-------- Stored records
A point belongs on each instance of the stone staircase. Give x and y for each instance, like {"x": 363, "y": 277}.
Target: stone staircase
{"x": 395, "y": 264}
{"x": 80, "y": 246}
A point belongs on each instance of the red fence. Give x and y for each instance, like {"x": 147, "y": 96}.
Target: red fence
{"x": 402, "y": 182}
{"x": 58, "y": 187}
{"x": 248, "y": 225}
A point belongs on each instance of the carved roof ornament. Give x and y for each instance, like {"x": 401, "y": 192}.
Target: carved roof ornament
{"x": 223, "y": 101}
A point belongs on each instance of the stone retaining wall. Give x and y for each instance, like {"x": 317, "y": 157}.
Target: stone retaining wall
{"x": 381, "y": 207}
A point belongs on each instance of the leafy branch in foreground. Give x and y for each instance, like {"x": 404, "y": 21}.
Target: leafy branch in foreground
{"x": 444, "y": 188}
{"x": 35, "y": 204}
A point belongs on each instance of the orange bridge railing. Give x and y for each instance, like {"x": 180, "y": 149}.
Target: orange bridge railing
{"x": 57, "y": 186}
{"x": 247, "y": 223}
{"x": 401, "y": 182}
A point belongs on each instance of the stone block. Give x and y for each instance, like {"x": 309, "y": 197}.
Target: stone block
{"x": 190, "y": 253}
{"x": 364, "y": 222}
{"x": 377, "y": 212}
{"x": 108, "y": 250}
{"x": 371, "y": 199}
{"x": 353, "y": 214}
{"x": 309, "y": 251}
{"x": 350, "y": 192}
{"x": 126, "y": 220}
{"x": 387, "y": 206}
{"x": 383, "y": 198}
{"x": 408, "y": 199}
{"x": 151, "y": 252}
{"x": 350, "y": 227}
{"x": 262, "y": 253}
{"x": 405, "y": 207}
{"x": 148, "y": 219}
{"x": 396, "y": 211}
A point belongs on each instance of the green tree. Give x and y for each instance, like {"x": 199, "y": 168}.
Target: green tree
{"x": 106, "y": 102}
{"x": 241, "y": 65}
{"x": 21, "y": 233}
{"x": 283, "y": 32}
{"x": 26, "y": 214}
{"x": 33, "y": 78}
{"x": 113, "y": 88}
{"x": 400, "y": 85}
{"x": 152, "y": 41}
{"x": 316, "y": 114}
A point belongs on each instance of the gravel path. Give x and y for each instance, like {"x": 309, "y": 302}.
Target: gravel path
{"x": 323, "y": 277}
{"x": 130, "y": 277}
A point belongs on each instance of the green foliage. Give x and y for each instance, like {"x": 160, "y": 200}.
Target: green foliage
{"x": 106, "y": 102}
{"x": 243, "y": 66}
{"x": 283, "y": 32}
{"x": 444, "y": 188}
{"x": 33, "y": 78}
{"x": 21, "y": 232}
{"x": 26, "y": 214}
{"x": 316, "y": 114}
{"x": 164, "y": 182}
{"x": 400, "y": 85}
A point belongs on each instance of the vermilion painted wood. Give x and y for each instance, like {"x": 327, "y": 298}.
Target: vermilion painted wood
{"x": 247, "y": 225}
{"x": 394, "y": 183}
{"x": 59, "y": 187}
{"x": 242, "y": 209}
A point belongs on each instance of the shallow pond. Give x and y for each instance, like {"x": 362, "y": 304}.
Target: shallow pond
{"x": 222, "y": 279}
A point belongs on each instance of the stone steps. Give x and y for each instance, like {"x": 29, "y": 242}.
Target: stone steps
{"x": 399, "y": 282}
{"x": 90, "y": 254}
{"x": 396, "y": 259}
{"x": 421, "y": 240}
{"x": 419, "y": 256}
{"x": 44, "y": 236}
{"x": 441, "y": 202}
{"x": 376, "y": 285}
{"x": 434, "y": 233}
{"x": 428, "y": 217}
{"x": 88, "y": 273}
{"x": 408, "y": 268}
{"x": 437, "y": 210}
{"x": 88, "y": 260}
----------------
• **Description of the task**
What do the records say? Quote them all exactly.

• **Solution for this problem**
A point belongs on each instance of the stone staircase. Give x and y for each instance, like {"x": 363, "y": 277}.
Target: stone staircase
{"x": 395, "y": 264}
{"x": 80, "y": 246}
A point belongs on each instance of the red fence. Give x and y for each instance, like {"x": 147, "y": 96}.
Target: red fence
{"x": 402, "y": 182}
{"x": 58, "y": 187}
{"x": 248, "y": 225}
A point belongs on each instance of the carved roof ornament. Give x and y for each instance, like {"x": 401, "y": 192}.
Target: carved roof ornament
{"x": 223, "y": 101}
A point belongs on each instance of the stone retaining wall. Give x and y for each instance, like {"x": 317, "y": 157}.
Target: stone retaining wall
{"x": 381, "y": 207}
A point belongs on each instance of the leafy branch in foreground. Give x and y for each instance, like {"x": 404, "y": 21}.
Target: leafy branch in foreground
{"x": 444, "y": 188}
{"x": 35, "y": 204}
A point belongs on each instance of the orange bridge railing. Give x and y for each instance, like {"x": 180, "y": 149}.
Target: orange bridge railing
{"x": 57, "y": 186}
{"x": 247, "y": 223}
{"x": 401, "y": 182}
A point belongs on each instance of the stone block. Give x and y for each instance, like {"x": 309, "y": 197}.
Target: stone block
{"x": 190, "y": 253}
{"x": 364, "y": 222}
{"x": 377, "y": 212}
{"x": 108, "y": 250}
{"x": 371, "y": 199}
{"x": 353, "y": 214}
{"x": 309, "y": 251}
{"x": 350, "y": 192}
{"x": 126, "y": 220}
{"x": 387, "y": 206}
{"x": 383, "y": 198}
{"x": 408, "y": 199}
{"x": 151, "y": 252}
{"x": 350, "y": 227}
{"x": 262, "y": 253}
{"x": 405, "y": 207}
{"x": 148, "y": 219}
{"x": 396, "y": 211}
A point belongs on each instance of the green tree. Give x and y for each instance, like {"x": 199, "y": 168}.
Target: green tree
{"x": 106, "y": 102}
{"x": 241, "y": 65}
{"x": 21, "y": 233}
{"x": 283, "y": 32}
{"x": 26, "y": 214}
{"x": 33, "y": 78}
{"x": 113, "y": 88}
{"x": 400, "y": 85}
{"x": 152, "y": 41}
{"x": 316, "y": 114}
A point belongs on each instance of the gravel path. Give x and y for each instance, like {"x": 309, "y": 302}.
Target: gravel path
{"x": 323, "y": 277}
{"x": 130, "y": 277}
A point belongs on each instance of the green foliage. Give x and y for each instance, like {"x": 160, "y": 200}.
Target: green foliage
{"x": 106, "y": 102}
{"x": 243, "y": 66}
{"x": 283, "y": 32}
{"x": 444, "y": 188}
{"x": 33, "y": 78}
{"x": 21, "y": 232}
{"x": 26, "y": 214}
{"x": 316, "y": 114}
{"x": 164, "y": 182}
{"x": 400, "y": 85}
A point belongs on each instance of the vermilion painted wood. Give x and y for each instance, like {"x": 327, "y": 298}.
Target: vermilion painted wood
{"x": 247, "y": 225}
{"x": 394, "y": 183}
{"x": 59, "y": 187}
{"x": 242, "y": 209}
A point belongs on each instance of the shallow pond. Give x and y for each instance, like {"x": 362, "y": 304}.
Target: shallow pond
{"x": 222, "y": 279}
A point belongs on each instance of the stone steps. Give x and y for each instance, like {"x": 29, "y": 242}.
Target: stone steps
{"x": 399, "y": 282}
{"x": 90, "y": 254}
{"x": 396, "y": 259}
{"x": 421, "y": 240}
{"x": 419, "y": 256}
{"x": 44, "y": 236}
{"x": 441, "y": 202}
{"x": 376, "y": 285}
{"x": 434, "y": 233}
{"x": 428, "y": 217}
{"x": 88, "y": 273}
{"x": 408, "y": 268}
{"x": 437, "y": 210}
{"x": 88, "y": 260}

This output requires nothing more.